> **Task item**
How many lines of the entries hold the string "innermost"? Reply with the number alone.

> **Data shown**
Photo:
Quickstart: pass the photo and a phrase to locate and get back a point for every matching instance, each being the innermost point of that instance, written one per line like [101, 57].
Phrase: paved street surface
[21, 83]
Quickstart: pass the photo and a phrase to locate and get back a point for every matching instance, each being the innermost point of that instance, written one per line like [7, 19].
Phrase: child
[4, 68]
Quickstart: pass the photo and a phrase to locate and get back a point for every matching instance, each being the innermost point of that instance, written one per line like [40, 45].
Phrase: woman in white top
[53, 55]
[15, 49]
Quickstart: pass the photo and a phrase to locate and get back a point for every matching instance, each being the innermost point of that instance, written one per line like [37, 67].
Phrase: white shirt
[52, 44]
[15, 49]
--
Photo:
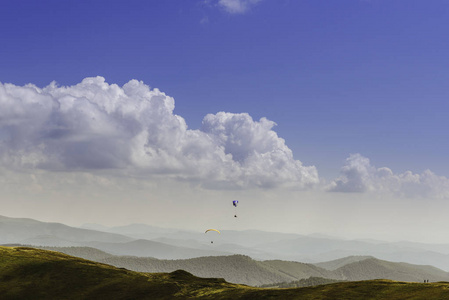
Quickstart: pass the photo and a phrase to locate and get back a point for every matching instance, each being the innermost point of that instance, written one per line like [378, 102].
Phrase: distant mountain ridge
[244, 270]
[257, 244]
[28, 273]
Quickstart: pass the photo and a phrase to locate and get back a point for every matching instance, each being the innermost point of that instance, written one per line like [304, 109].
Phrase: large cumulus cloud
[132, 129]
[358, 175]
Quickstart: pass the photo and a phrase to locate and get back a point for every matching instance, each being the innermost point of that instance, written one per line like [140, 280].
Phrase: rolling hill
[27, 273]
--
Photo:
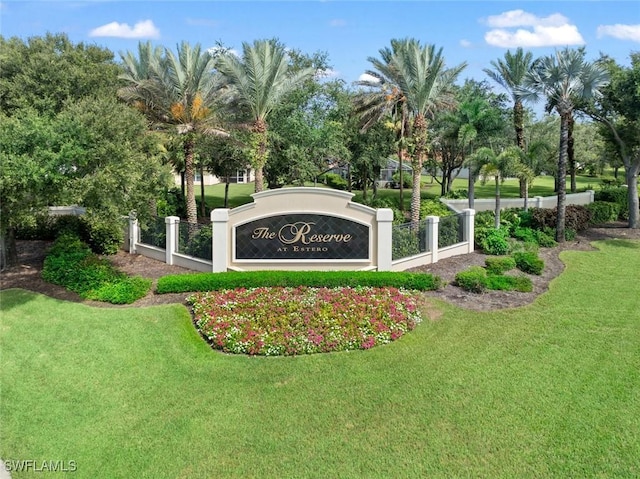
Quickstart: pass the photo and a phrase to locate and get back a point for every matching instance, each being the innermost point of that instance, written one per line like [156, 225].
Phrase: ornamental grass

> **Written answer**
8